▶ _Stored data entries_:
--
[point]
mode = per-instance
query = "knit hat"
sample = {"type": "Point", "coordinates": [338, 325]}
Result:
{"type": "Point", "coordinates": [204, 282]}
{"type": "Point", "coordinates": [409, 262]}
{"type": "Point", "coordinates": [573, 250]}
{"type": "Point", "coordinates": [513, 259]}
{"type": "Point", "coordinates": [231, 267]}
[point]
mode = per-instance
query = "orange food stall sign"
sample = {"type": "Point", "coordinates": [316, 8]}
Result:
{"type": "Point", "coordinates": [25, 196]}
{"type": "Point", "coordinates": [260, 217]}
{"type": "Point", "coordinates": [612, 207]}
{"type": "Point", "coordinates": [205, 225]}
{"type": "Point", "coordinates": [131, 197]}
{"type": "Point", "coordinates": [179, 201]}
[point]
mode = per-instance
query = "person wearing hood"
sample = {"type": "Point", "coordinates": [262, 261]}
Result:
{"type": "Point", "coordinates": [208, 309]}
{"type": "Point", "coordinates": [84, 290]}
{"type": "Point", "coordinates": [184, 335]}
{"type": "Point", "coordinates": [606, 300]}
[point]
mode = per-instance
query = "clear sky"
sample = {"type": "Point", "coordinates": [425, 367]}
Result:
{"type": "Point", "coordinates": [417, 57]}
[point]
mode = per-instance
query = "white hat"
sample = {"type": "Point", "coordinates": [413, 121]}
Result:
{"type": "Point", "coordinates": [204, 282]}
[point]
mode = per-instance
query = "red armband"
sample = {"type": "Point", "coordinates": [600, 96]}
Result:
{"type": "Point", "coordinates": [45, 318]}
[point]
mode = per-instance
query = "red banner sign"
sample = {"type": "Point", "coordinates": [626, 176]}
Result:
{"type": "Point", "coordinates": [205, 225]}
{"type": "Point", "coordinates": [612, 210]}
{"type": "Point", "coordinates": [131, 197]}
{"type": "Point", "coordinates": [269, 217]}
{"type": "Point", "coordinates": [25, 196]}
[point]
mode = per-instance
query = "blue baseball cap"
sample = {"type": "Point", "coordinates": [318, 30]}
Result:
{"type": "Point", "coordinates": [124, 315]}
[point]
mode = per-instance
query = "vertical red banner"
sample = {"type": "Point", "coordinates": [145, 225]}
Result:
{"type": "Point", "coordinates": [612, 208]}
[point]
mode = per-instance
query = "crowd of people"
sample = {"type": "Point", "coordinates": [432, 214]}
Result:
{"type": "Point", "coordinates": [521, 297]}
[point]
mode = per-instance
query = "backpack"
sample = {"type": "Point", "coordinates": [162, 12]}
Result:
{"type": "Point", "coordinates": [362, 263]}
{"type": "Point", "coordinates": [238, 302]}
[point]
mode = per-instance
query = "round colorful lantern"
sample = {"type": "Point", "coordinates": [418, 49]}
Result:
--
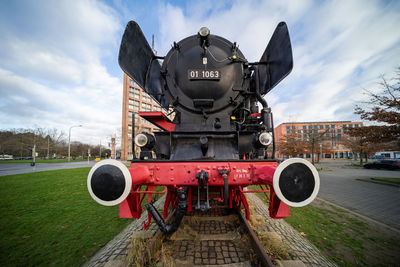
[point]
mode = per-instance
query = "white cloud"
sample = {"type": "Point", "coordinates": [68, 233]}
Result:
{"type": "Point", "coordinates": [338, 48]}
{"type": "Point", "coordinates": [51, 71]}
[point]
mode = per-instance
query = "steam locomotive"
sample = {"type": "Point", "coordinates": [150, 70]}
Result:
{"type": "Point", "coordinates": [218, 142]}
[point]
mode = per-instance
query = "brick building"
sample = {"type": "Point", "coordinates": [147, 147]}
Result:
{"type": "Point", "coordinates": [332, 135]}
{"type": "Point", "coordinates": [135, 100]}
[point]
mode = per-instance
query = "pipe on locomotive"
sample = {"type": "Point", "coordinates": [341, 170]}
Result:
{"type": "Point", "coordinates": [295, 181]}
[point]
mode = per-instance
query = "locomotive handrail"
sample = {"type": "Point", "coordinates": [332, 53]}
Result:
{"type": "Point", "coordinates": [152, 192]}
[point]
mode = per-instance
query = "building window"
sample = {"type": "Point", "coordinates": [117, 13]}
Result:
--
Which lines above contain "sign"? Show each of them.

▶ _Answer box_:
query = "orange food stall sign"
query = "red banner sign"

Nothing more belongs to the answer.